原文抜粋 ->
結論 原査定を取り消す。 本願の発明は、特許すべきものとする。 
理由 第1 手続の経緯
本願は、平成23年9月1日(パリ条約による優先権主張2010年9月2日,米国)の出願であって、平成27年3月6日付けで拒絶理由が通知され、平成27年5月8日付けで意見書が提出されると共に手続補正がされ、平成27年10月28日付けで拒絶査定(以下、「原査定」という)がされ、これに対し、平成28年2月3日に拒絶査定不服審判が請求されると共に手続補正がされ、平成28年4月4日付けで審査官により特許法第164条第3項に基づく報告がされ、平成28年5月2日付けで上申書が提出されたものである。

第2 平成28年2月3日付けの手続補正(以下、「本件補正」という。)の適否
1.補正の内容
(1)請求項1ないし請求項14、および、請求項17ないし請求項20について
本件補正により、補正前の請求項1ないし請求項14、および、請求項17ないし請求項20における「印刷機能」は、それぞれ「サービス機能」に補正された。

記述問題 A ->
審決文から、「理由 第1 手続の経緯」から「申書が提出されたものである。」までを両端も含めて一字も変えずに抜き出してください。

データ抜粋 ->
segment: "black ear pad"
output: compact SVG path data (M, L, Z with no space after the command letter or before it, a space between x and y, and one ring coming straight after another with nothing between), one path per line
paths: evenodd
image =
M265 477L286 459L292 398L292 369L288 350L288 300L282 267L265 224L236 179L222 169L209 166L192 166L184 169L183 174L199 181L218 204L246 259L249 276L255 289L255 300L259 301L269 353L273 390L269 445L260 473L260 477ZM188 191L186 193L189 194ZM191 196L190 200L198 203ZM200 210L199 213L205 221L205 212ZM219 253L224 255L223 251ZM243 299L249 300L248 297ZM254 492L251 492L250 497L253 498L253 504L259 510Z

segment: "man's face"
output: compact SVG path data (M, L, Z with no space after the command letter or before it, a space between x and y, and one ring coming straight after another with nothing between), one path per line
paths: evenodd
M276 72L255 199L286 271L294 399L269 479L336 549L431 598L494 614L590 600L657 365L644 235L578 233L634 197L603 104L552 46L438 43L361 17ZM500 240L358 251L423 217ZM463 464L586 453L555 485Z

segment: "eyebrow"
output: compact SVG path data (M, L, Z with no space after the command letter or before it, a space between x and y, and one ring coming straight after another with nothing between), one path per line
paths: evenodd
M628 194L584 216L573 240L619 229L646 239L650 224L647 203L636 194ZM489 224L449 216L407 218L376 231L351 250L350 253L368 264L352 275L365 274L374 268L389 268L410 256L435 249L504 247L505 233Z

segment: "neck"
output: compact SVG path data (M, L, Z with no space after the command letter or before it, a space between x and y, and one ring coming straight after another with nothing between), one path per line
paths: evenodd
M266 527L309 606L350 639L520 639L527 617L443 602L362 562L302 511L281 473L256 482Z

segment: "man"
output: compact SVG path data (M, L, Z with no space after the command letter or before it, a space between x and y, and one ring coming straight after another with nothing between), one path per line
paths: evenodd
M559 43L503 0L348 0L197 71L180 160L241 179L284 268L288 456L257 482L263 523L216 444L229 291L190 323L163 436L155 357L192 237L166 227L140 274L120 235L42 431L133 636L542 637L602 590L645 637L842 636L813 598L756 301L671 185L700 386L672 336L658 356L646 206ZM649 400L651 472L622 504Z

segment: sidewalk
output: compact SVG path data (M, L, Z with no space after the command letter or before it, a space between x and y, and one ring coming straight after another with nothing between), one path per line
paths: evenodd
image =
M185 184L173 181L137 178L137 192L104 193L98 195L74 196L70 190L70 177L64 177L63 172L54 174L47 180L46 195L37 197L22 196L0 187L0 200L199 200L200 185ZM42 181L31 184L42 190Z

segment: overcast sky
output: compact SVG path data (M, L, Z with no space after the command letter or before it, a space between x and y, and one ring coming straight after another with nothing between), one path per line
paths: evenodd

記述問題 B ->
レコードのうち「segment」という文字列を含む行を数え、その数だけを答えること。

期待される出力 A ->
理由 第1 手続の経緯
本願は、平成23年9月1日(パリ条約による優先権主張2010年9月2日,米国)の出願であって、平成27年3月6日付けで拒絶理由が通知され、平成27年5月8日付けで意見書が提出されると共に手続補正がされ、平成27年10月28日付けで拒絶査定(以下、「原査定」という)がされ、これに対し、平成28年2月3日に拒絶査定不服審判が請求されると共に手続補正がされ、平成28年4月4日付けで審査官により特許法第164条第3項に基づく報告がされ、平成28年5月2日付けで上申書が提出されたものである。

期待される出力 B ->
7